*Selected excerpt:*
# How Healthy/Unhealthy is Malt-o-Meal?



## amberskyfire

When I was little, my mother fed me Malt-o-Meal which I just love. A couple of weeks ago, I was feeling nostalgic and picked up a box at the store and introduced my 2 year old to it for the first time. We had it for breakfast every day for two weeks. I figured one box wouldn't kill us.

We finished the box today and I was wondering how healthy it is. Is it good for you? Bad for any reason? Is it considered whole grain?

I'm just wondering if I should "renew my subscription," so to speak.


----------



## tinybutterfly

I have no idea, but I used to LOVE Malto Meal, too! I haven't had it in years!

What are the ingredients that are listed on the side of the box?

*Required task A:* Show each line of the records that contains the word "metal", matching case exactly.
The records below are unrelated to the forum thread.

*Entries supplied:*
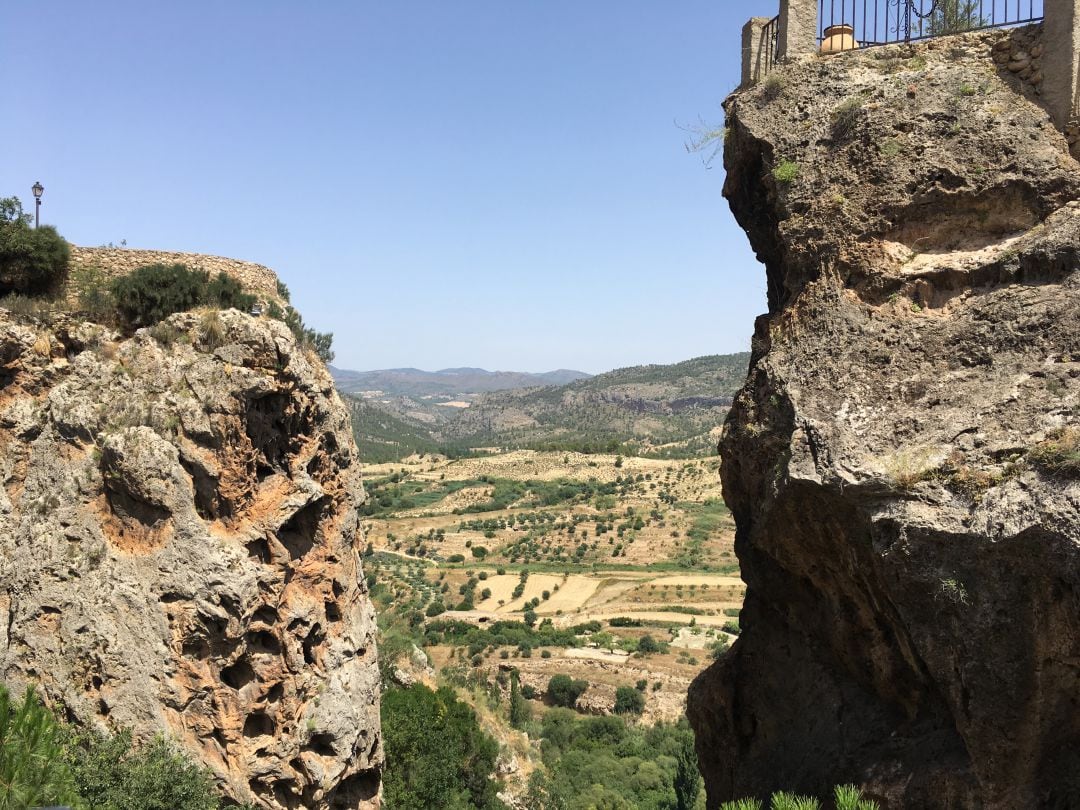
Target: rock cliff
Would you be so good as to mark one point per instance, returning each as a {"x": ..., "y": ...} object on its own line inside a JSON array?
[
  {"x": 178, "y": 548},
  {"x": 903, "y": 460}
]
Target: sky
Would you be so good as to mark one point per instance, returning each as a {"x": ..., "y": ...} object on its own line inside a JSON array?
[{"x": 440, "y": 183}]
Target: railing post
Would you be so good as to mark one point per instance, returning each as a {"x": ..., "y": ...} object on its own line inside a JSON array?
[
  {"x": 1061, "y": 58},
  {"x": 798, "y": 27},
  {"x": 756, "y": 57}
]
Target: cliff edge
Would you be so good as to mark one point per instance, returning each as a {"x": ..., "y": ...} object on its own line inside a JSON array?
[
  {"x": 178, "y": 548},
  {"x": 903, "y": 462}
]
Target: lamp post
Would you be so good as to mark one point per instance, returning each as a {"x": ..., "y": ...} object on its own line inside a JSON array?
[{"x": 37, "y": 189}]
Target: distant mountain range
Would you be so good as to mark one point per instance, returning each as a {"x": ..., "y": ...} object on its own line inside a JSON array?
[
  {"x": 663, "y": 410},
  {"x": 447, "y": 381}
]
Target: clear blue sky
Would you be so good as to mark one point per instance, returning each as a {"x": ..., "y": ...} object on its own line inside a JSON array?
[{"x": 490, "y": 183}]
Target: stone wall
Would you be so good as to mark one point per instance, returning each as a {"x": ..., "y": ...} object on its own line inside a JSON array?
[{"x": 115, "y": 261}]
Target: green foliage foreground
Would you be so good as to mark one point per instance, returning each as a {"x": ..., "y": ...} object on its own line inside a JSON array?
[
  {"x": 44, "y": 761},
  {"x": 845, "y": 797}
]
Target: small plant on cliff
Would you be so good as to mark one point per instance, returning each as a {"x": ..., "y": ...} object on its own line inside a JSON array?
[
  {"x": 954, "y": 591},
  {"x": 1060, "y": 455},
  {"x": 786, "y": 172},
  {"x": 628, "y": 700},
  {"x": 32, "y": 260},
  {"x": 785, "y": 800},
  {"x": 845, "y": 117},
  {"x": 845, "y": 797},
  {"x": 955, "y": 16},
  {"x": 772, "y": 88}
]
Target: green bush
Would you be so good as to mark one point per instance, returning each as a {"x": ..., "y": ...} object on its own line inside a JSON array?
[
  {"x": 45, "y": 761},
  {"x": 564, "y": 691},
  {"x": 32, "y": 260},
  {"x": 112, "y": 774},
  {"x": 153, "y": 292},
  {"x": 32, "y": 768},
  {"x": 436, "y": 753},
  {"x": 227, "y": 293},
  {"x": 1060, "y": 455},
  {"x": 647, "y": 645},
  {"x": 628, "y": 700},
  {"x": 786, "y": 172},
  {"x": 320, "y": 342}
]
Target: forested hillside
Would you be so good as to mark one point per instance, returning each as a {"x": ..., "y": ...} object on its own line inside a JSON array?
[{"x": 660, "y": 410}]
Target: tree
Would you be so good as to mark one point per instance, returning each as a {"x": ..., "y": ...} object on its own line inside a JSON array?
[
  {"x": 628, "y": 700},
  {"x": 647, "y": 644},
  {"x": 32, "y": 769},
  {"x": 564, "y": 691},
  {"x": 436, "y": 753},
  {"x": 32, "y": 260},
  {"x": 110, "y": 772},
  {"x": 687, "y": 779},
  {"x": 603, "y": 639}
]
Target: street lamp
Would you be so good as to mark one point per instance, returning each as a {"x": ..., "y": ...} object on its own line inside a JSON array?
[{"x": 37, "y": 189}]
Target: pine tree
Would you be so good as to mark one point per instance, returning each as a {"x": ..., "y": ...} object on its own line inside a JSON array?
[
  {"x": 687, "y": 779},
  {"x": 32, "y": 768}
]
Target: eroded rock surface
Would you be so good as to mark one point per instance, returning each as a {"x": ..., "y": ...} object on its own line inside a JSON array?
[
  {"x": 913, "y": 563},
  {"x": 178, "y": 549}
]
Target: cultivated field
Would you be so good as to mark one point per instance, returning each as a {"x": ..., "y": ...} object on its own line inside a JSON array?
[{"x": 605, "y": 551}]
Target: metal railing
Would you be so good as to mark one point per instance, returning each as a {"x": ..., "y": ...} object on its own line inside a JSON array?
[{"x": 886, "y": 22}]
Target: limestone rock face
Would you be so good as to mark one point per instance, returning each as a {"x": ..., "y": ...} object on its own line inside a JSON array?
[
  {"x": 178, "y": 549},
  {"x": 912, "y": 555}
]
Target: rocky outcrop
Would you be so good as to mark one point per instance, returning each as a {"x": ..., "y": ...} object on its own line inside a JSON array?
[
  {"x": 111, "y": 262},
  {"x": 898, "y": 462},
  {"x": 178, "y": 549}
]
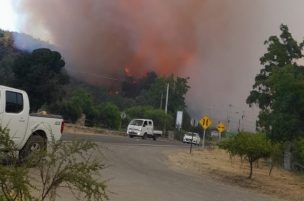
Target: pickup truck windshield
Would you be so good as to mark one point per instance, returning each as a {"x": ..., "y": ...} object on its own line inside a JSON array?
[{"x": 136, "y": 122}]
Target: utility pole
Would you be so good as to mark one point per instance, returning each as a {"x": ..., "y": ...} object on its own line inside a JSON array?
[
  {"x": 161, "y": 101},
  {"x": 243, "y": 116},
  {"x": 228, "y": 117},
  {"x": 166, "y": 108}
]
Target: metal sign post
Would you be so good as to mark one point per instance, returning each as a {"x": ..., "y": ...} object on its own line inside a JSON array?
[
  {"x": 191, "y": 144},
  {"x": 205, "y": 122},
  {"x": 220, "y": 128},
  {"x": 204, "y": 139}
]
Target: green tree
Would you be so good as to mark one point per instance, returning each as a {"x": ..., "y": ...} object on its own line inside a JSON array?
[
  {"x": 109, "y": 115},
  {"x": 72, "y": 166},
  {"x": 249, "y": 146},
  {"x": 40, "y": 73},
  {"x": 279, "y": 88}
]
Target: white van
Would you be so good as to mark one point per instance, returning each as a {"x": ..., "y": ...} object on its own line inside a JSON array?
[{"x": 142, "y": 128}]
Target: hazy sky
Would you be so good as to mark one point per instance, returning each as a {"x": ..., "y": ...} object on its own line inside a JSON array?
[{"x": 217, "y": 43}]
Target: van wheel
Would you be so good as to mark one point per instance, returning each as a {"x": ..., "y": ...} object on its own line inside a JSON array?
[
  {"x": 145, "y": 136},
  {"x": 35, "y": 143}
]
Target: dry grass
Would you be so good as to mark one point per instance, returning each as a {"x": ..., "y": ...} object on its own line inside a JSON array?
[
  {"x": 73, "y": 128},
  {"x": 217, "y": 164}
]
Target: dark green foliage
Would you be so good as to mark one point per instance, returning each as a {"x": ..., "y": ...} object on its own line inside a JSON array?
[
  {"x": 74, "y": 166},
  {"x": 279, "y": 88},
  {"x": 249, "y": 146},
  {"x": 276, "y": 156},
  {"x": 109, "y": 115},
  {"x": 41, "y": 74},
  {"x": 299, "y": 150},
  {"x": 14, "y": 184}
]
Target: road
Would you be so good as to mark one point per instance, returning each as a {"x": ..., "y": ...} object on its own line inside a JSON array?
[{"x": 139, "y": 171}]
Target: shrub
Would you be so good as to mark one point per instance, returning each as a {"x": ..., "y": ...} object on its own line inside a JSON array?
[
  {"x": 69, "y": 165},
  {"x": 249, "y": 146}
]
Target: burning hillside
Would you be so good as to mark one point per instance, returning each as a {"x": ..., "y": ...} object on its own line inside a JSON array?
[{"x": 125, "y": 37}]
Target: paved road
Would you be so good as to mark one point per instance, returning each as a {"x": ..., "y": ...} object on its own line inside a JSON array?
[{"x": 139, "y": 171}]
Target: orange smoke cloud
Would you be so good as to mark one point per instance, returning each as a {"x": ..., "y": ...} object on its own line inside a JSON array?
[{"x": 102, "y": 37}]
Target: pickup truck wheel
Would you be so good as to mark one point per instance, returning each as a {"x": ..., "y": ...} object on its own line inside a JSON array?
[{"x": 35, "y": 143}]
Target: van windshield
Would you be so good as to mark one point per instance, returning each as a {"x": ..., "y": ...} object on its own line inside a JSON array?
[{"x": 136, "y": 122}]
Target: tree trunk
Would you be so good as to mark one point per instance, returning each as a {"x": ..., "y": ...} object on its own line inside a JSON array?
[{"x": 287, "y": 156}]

*Required task B:*
Answer these questions about the Malt-o-Meal forum thread:
(i) For how long did the first poster and their child eat Malt-o-Meal for breakfast every day?
(ii) How old was the child who tried it for the first time?
(iii) What does tinybutterfly ask about the box?

*Final answer A:*
Target: metal railing
Target: metal sign post

*Final answer B:*
(i) Two weeks.
(ii) Two years old.
(iii) What ingredients are listed on the side of the box.